-------- Records to process --------

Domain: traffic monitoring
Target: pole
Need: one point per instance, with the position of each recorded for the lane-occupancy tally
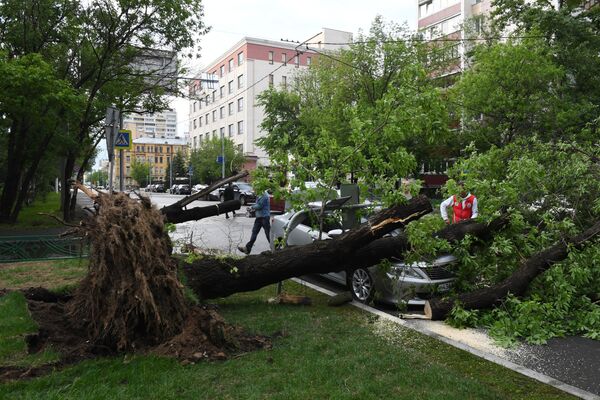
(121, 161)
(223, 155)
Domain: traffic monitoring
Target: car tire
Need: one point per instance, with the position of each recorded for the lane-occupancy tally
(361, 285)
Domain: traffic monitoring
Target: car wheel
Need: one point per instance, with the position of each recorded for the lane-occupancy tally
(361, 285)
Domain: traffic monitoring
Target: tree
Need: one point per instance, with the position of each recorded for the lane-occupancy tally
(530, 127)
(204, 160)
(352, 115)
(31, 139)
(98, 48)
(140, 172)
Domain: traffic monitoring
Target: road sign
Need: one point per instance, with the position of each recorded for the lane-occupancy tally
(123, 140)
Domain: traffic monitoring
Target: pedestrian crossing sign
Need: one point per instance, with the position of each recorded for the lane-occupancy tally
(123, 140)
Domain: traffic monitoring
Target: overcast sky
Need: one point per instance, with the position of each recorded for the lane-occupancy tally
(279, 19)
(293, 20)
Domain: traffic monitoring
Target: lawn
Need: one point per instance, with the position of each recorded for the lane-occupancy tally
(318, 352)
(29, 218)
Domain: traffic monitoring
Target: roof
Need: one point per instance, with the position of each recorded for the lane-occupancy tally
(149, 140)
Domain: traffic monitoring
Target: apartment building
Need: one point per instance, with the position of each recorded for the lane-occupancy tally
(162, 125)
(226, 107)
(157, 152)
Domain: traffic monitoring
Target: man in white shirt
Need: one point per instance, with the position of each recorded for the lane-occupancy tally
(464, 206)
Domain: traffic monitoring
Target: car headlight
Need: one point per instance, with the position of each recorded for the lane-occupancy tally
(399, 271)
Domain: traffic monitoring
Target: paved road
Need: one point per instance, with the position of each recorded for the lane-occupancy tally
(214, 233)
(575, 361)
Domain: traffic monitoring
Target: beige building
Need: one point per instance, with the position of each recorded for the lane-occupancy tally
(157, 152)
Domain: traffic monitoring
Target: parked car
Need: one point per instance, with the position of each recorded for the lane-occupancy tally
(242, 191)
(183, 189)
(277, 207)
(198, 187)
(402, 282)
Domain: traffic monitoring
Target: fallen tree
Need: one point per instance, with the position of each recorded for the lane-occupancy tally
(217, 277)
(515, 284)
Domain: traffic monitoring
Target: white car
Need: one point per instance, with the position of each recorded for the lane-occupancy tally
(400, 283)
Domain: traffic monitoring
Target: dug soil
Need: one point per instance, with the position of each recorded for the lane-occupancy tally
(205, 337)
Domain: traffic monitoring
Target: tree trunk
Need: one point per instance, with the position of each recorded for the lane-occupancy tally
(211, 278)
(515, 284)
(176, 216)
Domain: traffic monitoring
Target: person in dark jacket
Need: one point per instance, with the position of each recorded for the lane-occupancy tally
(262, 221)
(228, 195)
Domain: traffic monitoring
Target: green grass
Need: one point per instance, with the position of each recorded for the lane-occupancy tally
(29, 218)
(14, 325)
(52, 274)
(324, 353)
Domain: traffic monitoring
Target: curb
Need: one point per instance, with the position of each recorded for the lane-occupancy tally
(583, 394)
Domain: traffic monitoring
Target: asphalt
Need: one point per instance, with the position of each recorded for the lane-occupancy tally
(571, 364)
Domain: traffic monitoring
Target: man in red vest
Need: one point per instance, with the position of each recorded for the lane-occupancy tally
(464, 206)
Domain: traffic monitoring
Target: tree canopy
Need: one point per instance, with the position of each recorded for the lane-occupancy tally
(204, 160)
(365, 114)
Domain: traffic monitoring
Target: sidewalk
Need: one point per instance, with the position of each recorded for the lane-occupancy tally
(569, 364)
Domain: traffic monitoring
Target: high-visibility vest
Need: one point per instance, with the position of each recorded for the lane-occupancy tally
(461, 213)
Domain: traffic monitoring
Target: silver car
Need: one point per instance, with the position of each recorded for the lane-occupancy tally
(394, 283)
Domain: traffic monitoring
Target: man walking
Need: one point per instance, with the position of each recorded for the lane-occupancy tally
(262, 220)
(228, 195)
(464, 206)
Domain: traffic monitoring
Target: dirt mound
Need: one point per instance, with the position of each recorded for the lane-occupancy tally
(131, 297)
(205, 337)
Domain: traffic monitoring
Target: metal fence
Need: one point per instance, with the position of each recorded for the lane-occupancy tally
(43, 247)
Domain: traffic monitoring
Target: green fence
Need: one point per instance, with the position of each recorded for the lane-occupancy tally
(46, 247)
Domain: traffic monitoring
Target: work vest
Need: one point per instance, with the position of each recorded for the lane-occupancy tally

--------

## Goal of the exercise
Among the lines of the preceding data, which ones hold the word "building"? List them.

## Written reply
Target: apartment building
Target: beige building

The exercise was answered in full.